* **AIM OF THE EXERCISE**: Rewrite the items below with each "bounding box" switched to "bounding rectangle" and everything else left unchanged.

* **MATERIAL FOR THE TASK**:
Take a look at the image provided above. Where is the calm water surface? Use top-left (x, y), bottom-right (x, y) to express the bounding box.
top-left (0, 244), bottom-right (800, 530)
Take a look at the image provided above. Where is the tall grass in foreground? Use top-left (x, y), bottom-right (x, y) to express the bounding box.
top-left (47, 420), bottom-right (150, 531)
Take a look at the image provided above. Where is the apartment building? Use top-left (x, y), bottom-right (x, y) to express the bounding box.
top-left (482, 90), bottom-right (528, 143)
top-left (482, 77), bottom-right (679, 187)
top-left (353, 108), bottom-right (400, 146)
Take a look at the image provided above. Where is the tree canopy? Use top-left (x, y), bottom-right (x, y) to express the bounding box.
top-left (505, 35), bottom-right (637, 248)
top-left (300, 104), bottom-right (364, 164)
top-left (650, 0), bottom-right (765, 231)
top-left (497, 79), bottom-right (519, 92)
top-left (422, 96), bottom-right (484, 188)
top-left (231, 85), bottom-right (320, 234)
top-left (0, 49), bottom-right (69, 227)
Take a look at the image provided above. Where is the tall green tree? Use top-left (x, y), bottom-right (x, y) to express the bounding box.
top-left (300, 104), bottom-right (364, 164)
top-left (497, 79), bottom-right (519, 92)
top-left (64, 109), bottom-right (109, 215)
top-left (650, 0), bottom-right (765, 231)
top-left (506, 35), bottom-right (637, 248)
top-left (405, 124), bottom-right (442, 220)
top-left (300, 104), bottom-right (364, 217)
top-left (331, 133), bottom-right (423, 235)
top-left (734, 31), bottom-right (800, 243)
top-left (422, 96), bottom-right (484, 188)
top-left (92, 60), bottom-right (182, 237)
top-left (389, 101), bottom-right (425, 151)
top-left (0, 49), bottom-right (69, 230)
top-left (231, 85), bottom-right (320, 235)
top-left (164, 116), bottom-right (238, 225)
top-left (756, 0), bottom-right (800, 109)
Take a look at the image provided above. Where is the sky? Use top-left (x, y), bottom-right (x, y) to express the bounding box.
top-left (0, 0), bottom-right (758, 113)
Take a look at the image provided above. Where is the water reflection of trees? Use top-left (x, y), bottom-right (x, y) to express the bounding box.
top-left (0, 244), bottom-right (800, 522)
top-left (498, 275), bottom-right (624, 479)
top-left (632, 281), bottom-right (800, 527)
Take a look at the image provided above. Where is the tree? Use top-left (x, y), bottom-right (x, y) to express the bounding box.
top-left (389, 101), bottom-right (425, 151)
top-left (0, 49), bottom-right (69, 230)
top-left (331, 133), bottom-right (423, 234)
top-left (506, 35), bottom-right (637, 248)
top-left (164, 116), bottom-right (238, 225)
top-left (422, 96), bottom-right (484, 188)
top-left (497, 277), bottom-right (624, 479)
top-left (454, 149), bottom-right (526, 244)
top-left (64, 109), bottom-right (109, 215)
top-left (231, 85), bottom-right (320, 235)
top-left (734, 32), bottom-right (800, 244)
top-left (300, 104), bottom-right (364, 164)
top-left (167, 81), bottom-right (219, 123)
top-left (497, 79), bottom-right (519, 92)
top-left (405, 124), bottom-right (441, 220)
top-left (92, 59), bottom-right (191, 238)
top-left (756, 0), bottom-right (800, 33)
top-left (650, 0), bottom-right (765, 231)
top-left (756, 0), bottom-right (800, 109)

* **SOLUTION TO THIS TASK**:
Take a look at the image provided above. Where is the calm water surface? Use top-left (x, y), bottom-right (x, y) to express the bounding rectangle.
top-left (0, 244), bottom-right (800, 530)
Take a look at the image provided above. Where is the tall grass in foreground? Use top-left (x, y), bottom-right (x, y) to express the bounding rectangle.
top-left (47, 420), bottom-right (150, 531)
Take a look at the image provided above. Where is the apartment building? Use top-left (x, y), bottom-right (x, y) to express the bounding rectangle.
top-left (482, 90), bottom-right (528, 143)
top-left (482, 77), bottom-right (679, 187)
top-left (353, 108), bottom-right (400, 146)
Take a look at the image provided above. Where is the tree canopy? Use top-left (x, y), bottom-right (x, y) to express the bounding rectangle.
top-left (505, 35), bottom-right (637, 248)
top-left (300, 104), bottom-right (364, 164)
top-left (650, 0), bottom-right (765, 231)
top-left (497, 79), bottom-right (519, 92)
top-left (422, 96), bottom-right (484, 188)
top-left (231, 85), bottom-right (320, 234)
top-left (0, 49), bottom-right (69, 227)
Take a look at the image provided above. Where is the tall green tree? Use top-left (x, y), bottom-right (x, y) to express the bounding rectangle.
top-left (300, 104), bottom-right (364, 164)
top-left (497, 79), bottom-right (519, 92)
top-left (64, 109), bottom-right (109, 215)
top-left (650, 0), bottom-right (765, 231)
top-left (506, 35), bottom-right (637, 248)
top-left (405, 124), bottom-right (442, 220)
top-left (300, 104), bottom-right (364, 217)
top-left (331, 133), bottom-right (423, 235)
top-left (734, 31), bottom-right (800, 243)
top-left (422, 96), bottom-right (484, 188)
top-left (92, 60), bottom-right (182, 237)
top-left (389, 101), bottom-right (425, 151)
top-left (0, 49), bottom-right (69, 230)
top-left (231, 85), bottom-right (320, 235)
top-left (164, 116), bottom-right (238, 225)
top-left (756, 0), bottom-right (800, 109)
Take a look at the image provided above. Where is the sky? Use top-left (x, y), bottom-right (x, y) to express the bounding rectangle.
top-left (0, 0), bottom-right (758, 113)
Take a look at the image provided above. Where is the water reflection of trees? Use top-left (x, y), bottom-right (x, y) to express the bounding rectangle.
top-left (0, 244), bottom-right (800, 522)
top-left (498, 275), bottom-right (624, 479)
top-left (632, 281), bottom-right (800, 527)
Take a look at the image provided above. Where is the tree? Use top-left (x, y), bottom-right (x, y) to express the bounding rectangle.
top-left (389, 101), bottom-right (425, 151)
top-left (0, 49), bottom-right (69, 230)
top-left (331, 133), bottom-right (423, 234)
top-left (506, 35), bottom-right (637, 248)
top-left (164, 116), bottom-right (238, 225)
top-left (422, 96), bottom-right (484, 188)
top-left (497, 277), bottom-right (624, 479)
top-left (454, 149), bottom-right (526, 244)
top-left (64, 109), bottom-right (109, 215)
top-left (231, 85), bottom-right (320, 235)
top-left (734, 32), bottom-right (800, 244)
top-left (300, 104), bottom-right (364, 164)
top-left (167, 81), bottom-right (219, 123)
top-left (497, 79), bottom-right (519, 92)
top-left (405, 124), bottom-right (441, 220)
top-left (92, 59), bottom-right (191, 238)
top-left (756, 0), bottom-right (800, 33)
top-left (650, 0), bottom-right (765, 231)
top-left (756, 0), bottom-right (800, 109)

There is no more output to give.